Records from a pointing dataset:
++++++++++++++++++++

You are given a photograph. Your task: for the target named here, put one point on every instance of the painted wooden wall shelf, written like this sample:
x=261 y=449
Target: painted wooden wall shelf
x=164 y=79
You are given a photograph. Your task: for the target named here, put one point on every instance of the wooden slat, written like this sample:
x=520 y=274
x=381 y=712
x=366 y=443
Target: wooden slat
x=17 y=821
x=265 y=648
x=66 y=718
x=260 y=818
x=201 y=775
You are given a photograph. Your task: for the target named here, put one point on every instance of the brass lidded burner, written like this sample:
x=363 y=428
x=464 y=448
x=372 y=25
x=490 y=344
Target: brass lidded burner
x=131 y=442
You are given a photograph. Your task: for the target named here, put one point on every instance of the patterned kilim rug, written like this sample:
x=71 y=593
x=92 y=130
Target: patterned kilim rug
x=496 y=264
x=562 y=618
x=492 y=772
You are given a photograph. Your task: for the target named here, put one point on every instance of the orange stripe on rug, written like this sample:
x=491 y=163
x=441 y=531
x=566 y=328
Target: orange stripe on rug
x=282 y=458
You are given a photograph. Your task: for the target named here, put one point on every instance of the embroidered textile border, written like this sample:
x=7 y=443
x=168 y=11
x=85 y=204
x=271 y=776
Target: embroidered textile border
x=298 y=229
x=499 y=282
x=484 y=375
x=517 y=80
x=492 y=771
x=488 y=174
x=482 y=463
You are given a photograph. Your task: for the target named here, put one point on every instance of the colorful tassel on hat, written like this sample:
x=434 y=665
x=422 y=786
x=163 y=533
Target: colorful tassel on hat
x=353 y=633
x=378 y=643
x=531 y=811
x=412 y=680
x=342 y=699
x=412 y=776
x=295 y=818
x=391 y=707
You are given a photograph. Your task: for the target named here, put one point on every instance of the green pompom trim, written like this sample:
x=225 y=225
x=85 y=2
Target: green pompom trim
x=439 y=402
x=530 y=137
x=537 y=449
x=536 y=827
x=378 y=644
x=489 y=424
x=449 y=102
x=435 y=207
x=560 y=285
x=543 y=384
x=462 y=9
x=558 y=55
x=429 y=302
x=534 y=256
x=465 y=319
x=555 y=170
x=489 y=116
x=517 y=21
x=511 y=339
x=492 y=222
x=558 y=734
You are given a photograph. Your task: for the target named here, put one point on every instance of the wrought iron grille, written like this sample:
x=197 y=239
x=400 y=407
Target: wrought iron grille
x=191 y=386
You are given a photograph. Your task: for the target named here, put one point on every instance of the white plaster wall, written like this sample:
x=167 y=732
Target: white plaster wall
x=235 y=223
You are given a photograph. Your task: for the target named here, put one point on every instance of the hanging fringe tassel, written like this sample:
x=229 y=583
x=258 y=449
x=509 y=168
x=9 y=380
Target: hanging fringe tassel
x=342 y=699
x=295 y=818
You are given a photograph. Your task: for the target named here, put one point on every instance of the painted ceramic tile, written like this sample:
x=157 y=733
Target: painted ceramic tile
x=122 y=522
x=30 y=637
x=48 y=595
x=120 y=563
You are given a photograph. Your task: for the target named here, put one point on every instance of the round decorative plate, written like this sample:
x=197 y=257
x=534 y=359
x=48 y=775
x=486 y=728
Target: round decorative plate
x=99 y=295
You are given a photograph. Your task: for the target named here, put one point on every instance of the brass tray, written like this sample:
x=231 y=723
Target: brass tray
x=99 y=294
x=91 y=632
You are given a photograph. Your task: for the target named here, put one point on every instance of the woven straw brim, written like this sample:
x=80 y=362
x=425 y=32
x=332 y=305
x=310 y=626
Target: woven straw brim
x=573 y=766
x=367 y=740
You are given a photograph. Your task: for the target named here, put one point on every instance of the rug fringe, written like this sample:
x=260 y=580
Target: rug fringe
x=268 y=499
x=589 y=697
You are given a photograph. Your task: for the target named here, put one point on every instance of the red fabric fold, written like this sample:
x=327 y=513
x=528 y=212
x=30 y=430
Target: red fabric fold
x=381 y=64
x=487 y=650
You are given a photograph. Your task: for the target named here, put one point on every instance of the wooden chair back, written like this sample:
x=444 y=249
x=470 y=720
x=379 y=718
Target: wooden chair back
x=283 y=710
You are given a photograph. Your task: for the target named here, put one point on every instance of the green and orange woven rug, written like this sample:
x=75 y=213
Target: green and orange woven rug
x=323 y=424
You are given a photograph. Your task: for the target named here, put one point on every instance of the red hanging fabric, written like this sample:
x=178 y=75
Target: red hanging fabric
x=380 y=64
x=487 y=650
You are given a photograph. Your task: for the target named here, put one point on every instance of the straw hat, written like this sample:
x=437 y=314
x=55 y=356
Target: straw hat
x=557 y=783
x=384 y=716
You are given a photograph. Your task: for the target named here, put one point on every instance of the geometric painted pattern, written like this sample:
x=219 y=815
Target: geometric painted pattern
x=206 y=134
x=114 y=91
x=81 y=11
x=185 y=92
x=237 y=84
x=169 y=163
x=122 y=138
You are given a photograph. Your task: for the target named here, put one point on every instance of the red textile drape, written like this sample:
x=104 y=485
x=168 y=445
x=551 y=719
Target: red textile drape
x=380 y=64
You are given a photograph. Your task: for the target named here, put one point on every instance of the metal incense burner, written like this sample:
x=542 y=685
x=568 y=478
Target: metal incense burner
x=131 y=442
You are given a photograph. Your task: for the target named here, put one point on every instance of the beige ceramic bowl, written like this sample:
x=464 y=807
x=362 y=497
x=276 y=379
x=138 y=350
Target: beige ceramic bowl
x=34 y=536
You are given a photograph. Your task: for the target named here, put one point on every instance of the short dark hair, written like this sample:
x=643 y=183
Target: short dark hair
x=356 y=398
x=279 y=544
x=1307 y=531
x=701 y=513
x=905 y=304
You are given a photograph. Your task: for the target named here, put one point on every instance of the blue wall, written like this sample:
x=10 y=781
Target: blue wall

++++++++++++++++++++

Instructions to follow: Write out every one of the records above word for word, keeping the original line order.

Correct response:
You are given a photograph. Your task: for the target named here, put one point on every instance of the painted wooden wall shelf, written like this sample:
x=261 y=449
Target: painted wooden wall shelf
x=164 y=79
You are given a photograph. Your task: for the target named here, put one point on every instance of the wooden slat, written like this sample:
x=520 y=274
x=381 y=712
x=366 y=443
Target: wooden slat
x=17 y=821
x=265 y=648
x=66 y=718
x=260 y=818
x=201 y=775
You are given a photograph. Your task: for the target named here, put one point on every instance of the brass lidded burner, written like this sample:
x=363 y=428
x=464 y=448
x=372 y=25
x=490 y=344
Target: brass lidded burner
x=131 y=442
You are given a photograph. Your task: for the target named here, put one point on every instance of the patterned kilim rug, written like this sample:
x=71 y=593
x=92 y=130
Target: patterned kilim rug
x=496 y=264
x=562 y=618
x=492 y=772
You are given a photograph. Your task: for the target named here, put one point on every instance of the orange stripe on rug, written like this sample:
x=491 y=163
x=441 y=531
x=566 y=328
Target: orange stripe on rug
x=282 y=458
You are given a photograph. Your task: for the target named here, put one point on every instance of the embroidered textile border, written like this sample:
x=7 y=443
x=168 y=11
x=85 y=204
x=271 y=776
Target: embroidered textile border
x=298 y=229
x=499 y=282
x=484 y=375
x=517 y=80
x=492 y=771
x=488 y=174
x=482 y=463
You are given a photograph. Your task: for the target named here, put one point on every instance of the colorful tassel on hat, written like this sample:
x=434 y=665
x=422 y=786
x=163 y=533
Target: colorful tassel on hat
x=353 y=633
x=378 y=643
x=531 y=811
x=412 y=680
x=342 y=699
x=412 y=776
x=295 y=818
x=391 y=707
You are given a photograph. Your task: for the target named here, put one point on every instance of the green pompom trim, written like this sample:
x=225 y=225
x=85 y=2
Target: green pompom trim
x=439 y=402
x=530 y=137
x=537 y=449
x=536 y=827
x=378 y=644
x=489 y=424
x=449 y=102
x=435 y=207
x=560 y=285
x=543 y=384
x=462 y=9
x=558 y=55
x=429 y=302
x=534 y=256
x=465 y=319
x=555 y=170
x=489 y=116
x=517 y=21
x=511 y=339
x=492 y=222
x=558 y=734
You are given a photograph. Your task: for the target named here, put one point on every instance of the wrought iron grille, written like this sample:
x=197 y=239
x=400 y=407
Target: wrought iron grille
x=191 y=386
You are given a photograph. Your task: for the target named here, put one point on every instance of the white plaster wall, written like this sample:
x=167 y=732
Target: white plaster wall
x=235 y=223
You are given a photograph. Your task: for the target named here, put one point on every instance of the hanging fringe tassel, written like this sample:
x=229 y=583
x=258 y=449
x=509 y=168
x=9 y=380
Target: hanging fringe tassel
x=342 y=699
x=295 y=818
You are given a photograph. Your task: for the target named here, put one point on every instance of the painted ceramic tile, written like this sample:
x=157 y=733
Target: painted ceramic tile
x=122 y=522
x=30 y=637
x=48 y=595
x=120 y=563
You are given a photograph. Your task: for the target named here, put one point on every instance of the round decorative plate, written like this sample:
x=197 y=257
x=534 y=359
x=48 y=775
x=486 y=728
Target: round decorative plate
x=99 y=295
You are given a photograph. Your task: for the target named here, put one point on every instance of the brass tray, written like this sample:
x=231 y=723
Target: brass tray
x=99 y=294
x=91 y=632
You are given a photograph. Your task: for the target named here, put one point on every instance of the woven straw brim, written like this sample:
x=80 y=362
x=425 y=32
x=332 y=305
x=310 y=626
Target: woven straw brim
x=573 y=766
x=367 y=740
You are given a photograph. Your task: for the target named here, put one point on every instance of the rug fringe, written like this sample:
x=260 y=580
Target: rug fringe
x=268 y=499
x=589 y=697
You are given a photograph. Your task: for the target named here, put one point on every instance of the red fabric fold, written like this sample:
x=327 y=513
x=528 y=212
x=30 y=430
Target: red fabric fold
x=381 y=64
x=487 y=650
You are given a photograph. Your task: for the target named here, put one point on every instance of the wooden chair back, written like this sample:
x=444 y=249
x=470 y=720
x=379 y=718
Target: wooden chair back
x=283 y=710
You are given a photograph. Your task: for the target named here, put one point on every instance of the green and orange woven rug, written like this sample:
x=75 y=213
Target: green and orange woven rug
x=323 y=424
You are given a photograph. Your task: for the target named here, put one point on every instance of the red hanging fabric, written like this sample:
x=178 y=75
Target: red hanging fabric
x=380 y=64
x=487 y=650
You are given a photograph. Your task: for the target named here, put one point on every instance of the straw hat, written like this sample:
x=437 y=314
x=55 y=356
Target: straw hat
x=557 y=783
x=384 y=716
You are given a photograph. Your task: for the target named here, put one point on every instance of the geometric painted pattern, written like this sample:
x=219 y=815
Target: geometric painted pattern
x=206 y=134
x=114 y=91
x=81 y=11
x=185 y=92
x=237 y=84
x=169 y=163
x=122 y=138
You are given a photograph. Your task: for the target named here, put one point on every instance of the red textile drape, written like this sample:
x=104 y=485
x=168 y=445
x=551 y=719
Target: red textile drape
x=380 y=64
You are given a photograph. Your task: for the target named here, put one point on every instance of the metal incense burner, written like this sample:
x=542 y=685
x=568 y=478
Target: metal incense burner
x=131 y=442
You are given a photograph. Your task: for the target named here, put one point on every instance of the beige ceramic bowl, written like this sample:
x=464 y=807
x=362 y=497
x=276 y=379
x=138 y=350
Target: beige ceramic bowl
x=34 y=536
You are given a photograph. Your task: for the target named here, put one point on every instance of the short dark hair, written like this sample:
x=643 y=183
Target: short dark hair
x=356 y=398
x=279 y=544
x=1307 y=531
x=701 y=513
x=905 y=304
You are given a photograph. Your task: for the target named here, put one point on every instance of the blue wall, written like this sample:
x=10 y=781
Target: blue wall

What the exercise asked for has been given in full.